===== Data provided =====

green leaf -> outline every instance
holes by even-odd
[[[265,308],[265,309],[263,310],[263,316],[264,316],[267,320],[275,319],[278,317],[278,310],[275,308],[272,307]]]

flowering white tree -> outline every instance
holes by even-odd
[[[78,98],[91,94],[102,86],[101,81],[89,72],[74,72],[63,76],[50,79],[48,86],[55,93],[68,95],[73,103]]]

=====
===== Data provided =====

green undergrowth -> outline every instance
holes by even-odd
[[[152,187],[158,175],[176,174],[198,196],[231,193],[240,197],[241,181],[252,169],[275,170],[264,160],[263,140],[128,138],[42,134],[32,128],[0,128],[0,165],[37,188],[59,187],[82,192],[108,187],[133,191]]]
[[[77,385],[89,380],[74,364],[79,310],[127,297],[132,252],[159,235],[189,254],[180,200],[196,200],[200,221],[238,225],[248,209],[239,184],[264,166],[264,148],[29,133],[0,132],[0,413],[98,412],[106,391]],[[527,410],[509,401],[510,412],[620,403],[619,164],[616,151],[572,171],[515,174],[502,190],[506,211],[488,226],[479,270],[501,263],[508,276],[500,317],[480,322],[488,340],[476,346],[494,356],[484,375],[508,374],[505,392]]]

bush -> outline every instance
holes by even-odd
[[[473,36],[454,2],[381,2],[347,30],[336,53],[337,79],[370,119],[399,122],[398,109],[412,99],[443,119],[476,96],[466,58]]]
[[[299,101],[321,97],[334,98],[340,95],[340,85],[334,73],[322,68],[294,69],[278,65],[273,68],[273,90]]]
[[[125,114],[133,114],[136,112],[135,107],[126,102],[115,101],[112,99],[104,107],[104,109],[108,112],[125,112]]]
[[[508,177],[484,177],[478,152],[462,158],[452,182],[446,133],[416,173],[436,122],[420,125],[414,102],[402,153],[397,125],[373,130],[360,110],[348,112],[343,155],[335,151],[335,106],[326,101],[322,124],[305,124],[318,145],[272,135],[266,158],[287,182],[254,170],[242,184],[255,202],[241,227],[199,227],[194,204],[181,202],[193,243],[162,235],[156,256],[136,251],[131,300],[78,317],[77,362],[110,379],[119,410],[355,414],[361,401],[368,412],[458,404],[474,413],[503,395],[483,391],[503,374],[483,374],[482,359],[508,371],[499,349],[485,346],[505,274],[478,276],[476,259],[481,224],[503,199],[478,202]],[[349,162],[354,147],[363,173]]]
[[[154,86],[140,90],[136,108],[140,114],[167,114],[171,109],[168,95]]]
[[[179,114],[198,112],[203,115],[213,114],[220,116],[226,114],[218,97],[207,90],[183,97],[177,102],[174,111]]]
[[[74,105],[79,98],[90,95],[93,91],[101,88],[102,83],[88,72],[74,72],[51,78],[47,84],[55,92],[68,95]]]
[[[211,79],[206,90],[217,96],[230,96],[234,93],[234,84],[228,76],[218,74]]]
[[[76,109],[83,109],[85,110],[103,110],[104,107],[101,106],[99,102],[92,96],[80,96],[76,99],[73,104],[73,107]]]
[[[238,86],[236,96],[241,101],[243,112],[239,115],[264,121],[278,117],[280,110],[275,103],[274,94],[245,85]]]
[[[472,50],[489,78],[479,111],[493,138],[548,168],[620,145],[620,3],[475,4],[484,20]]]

=====

▶ **Written instruction**
Pick out every line of the records above that contains the word "green", matching case exactly, and copy each such line.

▶ **Result**
green leaf -> outline every instance
green undergrowth -> outline every instance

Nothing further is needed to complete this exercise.